Records contained in a dataset:

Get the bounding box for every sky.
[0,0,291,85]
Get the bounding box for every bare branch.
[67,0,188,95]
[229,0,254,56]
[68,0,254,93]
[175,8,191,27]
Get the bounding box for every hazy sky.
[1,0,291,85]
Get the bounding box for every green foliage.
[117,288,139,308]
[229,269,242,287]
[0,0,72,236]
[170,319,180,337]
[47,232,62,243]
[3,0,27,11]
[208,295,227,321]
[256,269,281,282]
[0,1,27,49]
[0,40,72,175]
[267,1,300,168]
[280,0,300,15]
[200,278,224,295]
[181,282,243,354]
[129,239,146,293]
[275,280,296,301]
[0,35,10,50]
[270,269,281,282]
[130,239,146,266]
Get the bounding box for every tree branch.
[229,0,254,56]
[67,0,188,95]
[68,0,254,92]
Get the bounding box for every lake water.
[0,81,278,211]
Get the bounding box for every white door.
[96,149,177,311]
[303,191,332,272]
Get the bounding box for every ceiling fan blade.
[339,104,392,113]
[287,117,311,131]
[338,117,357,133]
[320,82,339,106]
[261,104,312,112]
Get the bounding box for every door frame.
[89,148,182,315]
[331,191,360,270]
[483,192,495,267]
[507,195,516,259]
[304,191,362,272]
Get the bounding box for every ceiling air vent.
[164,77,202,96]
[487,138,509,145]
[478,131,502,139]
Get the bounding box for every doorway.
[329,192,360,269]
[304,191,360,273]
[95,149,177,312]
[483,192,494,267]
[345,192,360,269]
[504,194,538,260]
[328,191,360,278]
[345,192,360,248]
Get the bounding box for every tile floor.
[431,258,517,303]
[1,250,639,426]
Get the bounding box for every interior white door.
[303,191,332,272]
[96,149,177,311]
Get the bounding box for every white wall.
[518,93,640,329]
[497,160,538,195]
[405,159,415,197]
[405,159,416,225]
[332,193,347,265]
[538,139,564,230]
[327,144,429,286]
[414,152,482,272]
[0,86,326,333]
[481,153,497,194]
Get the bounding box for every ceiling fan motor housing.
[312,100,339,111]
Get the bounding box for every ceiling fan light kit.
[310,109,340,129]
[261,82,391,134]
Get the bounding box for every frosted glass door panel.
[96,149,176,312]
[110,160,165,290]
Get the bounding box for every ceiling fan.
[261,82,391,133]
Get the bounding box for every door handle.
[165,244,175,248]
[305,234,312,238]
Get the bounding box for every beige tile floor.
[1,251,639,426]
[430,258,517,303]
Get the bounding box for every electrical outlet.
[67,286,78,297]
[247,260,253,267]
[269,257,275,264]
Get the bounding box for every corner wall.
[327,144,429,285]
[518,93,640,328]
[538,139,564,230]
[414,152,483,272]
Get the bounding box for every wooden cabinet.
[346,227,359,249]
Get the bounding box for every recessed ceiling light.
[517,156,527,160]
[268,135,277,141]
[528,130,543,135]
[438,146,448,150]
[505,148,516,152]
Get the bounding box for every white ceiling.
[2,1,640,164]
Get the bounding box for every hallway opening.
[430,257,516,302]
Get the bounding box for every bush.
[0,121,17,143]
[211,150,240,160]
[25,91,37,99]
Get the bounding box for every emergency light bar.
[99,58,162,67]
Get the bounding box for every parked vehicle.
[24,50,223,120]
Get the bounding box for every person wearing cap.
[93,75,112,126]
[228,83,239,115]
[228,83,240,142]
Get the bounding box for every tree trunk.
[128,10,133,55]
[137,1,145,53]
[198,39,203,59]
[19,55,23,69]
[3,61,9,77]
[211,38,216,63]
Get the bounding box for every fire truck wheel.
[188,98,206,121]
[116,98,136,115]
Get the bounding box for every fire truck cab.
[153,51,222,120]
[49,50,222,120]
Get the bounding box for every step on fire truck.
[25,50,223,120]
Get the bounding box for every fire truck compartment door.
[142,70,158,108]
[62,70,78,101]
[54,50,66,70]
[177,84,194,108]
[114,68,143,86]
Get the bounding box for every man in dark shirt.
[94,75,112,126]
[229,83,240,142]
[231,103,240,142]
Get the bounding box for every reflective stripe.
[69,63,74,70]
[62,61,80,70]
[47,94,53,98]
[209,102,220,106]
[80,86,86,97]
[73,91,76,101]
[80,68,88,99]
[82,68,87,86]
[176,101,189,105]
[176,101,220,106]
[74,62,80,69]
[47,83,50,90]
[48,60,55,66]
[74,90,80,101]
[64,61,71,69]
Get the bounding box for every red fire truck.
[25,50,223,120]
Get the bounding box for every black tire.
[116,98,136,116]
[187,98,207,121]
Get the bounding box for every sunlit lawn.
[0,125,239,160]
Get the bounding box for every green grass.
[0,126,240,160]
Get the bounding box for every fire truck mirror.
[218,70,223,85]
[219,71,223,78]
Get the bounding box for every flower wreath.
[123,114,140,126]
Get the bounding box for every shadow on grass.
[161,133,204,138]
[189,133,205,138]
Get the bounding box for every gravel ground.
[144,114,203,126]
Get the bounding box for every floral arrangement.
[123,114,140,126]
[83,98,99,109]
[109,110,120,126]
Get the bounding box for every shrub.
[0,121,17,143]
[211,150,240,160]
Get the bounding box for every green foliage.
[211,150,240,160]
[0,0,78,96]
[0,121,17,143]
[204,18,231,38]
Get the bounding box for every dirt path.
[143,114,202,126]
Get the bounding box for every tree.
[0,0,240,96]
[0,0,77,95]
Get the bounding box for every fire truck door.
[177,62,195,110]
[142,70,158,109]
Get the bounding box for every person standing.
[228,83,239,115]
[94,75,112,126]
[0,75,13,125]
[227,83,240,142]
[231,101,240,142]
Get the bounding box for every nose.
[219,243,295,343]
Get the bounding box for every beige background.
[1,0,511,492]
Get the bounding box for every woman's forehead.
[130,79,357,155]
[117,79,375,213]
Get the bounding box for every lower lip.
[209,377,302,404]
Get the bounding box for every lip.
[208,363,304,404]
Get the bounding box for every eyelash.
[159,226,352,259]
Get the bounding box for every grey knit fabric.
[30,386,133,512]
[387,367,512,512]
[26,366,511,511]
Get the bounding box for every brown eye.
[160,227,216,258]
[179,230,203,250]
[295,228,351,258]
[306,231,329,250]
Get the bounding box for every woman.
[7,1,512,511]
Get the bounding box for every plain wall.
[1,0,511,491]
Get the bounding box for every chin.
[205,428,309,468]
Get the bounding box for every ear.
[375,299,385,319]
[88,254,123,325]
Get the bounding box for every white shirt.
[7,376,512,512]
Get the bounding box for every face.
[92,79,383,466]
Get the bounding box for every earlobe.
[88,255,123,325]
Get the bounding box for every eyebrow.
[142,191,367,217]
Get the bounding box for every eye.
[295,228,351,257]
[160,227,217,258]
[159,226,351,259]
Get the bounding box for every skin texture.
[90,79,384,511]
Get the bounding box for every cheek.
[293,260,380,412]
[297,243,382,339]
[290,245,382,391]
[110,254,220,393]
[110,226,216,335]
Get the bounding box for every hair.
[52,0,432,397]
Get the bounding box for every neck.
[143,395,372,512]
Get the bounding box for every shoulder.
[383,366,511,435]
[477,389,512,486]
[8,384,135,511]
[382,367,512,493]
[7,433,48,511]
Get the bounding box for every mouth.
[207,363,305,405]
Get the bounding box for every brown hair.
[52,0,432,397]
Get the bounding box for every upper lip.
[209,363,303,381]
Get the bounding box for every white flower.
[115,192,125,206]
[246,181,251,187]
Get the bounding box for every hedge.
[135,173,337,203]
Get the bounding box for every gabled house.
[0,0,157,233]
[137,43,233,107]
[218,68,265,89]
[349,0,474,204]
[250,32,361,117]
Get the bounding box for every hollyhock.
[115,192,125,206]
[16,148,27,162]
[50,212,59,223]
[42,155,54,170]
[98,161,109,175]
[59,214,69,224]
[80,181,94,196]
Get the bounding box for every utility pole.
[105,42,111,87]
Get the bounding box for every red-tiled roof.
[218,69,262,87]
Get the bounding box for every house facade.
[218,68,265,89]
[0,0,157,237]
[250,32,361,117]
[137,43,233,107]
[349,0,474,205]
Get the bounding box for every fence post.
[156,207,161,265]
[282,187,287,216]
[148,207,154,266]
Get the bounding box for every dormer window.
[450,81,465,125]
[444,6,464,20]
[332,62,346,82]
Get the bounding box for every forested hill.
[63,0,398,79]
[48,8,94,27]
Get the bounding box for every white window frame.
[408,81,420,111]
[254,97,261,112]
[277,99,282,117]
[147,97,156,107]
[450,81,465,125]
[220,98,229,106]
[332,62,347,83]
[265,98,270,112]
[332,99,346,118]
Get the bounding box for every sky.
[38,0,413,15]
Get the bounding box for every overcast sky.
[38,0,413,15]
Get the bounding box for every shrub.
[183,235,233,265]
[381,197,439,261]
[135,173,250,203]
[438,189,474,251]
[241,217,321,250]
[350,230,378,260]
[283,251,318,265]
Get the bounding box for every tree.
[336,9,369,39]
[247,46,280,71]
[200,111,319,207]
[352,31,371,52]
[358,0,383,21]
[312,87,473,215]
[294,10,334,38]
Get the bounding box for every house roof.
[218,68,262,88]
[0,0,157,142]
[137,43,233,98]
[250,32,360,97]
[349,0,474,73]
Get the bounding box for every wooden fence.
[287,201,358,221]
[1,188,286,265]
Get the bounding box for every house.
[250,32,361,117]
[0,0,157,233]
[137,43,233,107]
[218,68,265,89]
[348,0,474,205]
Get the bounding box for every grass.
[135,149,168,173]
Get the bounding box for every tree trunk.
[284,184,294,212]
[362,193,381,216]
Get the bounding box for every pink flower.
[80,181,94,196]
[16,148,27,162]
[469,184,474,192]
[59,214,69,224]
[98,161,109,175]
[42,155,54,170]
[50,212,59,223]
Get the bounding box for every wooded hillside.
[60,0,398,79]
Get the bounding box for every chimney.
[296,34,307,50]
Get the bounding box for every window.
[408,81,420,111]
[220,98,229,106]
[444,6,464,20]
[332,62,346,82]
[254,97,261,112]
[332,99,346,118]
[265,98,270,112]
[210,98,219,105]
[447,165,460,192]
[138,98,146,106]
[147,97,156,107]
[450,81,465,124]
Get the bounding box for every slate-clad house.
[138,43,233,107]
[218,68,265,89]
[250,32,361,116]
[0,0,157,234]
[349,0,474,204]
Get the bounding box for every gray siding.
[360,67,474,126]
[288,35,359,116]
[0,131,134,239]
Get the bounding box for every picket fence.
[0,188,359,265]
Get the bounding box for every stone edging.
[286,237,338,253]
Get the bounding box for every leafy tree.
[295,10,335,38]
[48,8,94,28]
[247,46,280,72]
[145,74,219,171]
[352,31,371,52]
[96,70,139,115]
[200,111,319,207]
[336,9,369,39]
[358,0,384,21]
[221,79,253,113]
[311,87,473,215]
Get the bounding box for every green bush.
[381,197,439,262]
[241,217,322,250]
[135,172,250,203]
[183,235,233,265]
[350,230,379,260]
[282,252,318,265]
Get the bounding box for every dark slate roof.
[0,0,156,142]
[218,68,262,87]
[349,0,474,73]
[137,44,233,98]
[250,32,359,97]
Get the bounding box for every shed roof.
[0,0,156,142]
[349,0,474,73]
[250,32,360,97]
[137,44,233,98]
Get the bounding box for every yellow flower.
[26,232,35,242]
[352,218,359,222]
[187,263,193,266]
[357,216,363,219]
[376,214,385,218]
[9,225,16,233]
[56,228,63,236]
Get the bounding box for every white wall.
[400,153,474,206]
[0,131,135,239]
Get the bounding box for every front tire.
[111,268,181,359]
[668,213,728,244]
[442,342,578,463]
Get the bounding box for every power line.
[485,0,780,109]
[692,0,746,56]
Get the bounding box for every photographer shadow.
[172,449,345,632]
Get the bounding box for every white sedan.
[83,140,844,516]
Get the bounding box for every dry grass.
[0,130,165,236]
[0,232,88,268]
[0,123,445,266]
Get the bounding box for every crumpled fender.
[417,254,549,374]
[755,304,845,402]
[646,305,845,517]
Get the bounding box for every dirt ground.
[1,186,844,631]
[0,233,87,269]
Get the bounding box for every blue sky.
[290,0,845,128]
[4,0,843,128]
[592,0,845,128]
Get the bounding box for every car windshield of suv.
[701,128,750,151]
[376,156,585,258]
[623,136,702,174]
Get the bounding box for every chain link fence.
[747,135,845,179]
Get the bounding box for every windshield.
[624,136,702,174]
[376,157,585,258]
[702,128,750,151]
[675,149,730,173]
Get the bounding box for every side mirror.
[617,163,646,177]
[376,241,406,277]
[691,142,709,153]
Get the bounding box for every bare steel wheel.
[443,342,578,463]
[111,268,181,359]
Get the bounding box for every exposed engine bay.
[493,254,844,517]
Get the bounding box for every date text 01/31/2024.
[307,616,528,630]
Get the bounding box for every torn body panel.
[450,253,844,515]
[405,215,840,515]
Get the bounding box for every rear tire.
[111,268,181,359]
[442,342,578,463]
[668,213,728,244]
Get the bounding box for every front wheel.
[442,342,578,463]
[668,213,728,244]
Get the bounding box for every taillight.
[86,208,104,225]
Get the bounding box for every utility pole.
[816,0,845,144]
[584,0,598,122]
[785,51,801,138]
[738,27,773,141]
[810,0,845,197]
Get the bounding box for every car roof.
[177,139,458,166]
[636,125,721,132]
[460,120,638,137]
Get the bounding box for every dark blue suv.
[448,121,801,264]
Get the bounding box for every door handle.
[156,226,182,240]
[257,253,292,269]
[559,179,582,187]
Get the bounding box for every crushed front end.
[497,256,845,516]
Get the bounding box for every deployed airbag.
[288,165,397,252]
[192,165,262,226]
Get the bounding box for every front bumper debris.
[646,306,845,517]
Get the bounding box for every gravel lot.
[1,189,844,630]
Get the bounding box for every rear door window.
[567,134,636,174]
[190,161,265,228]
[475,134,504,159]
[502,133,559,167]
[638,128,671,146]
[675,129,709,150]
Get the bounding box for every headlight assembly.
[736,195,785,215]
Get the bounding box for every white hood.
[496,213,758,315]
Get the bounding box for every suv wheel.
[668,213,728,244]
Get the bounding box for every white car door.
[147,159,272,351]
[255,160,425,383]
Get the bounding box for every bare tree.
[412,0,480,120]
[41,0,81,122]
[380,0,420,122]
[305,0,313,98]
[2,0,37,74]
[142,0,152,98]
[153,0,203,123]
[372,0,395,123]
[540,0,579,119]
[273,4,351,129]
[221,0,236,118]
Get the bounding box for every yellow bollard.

• [WHAT IS NEEDED] Reproduce the line containing "Get the bounding box for every suv wheel." and every line after it. Stop at the last line of the records, and add nothing.

• [ANSWER SECTION]
Get the bounding box for every suv wheel.
[668,213,728,244]
Get the bounding box for every white car door.
[147,159,272,351]
[255,160,425,383]
Get the bounding box for every bare tree.
[412,0,480,120]
[41,0,81,122]
[380,0,420,122]
[305,0,313,98]
[2,0,37,74]
[142,0,152,98]
[153,0,203,123]
[372,0,395,123]
[540,0,579,119]
[273,4,351,129]
[221,0,236,118]
Get the bounding box for every yellow bollard.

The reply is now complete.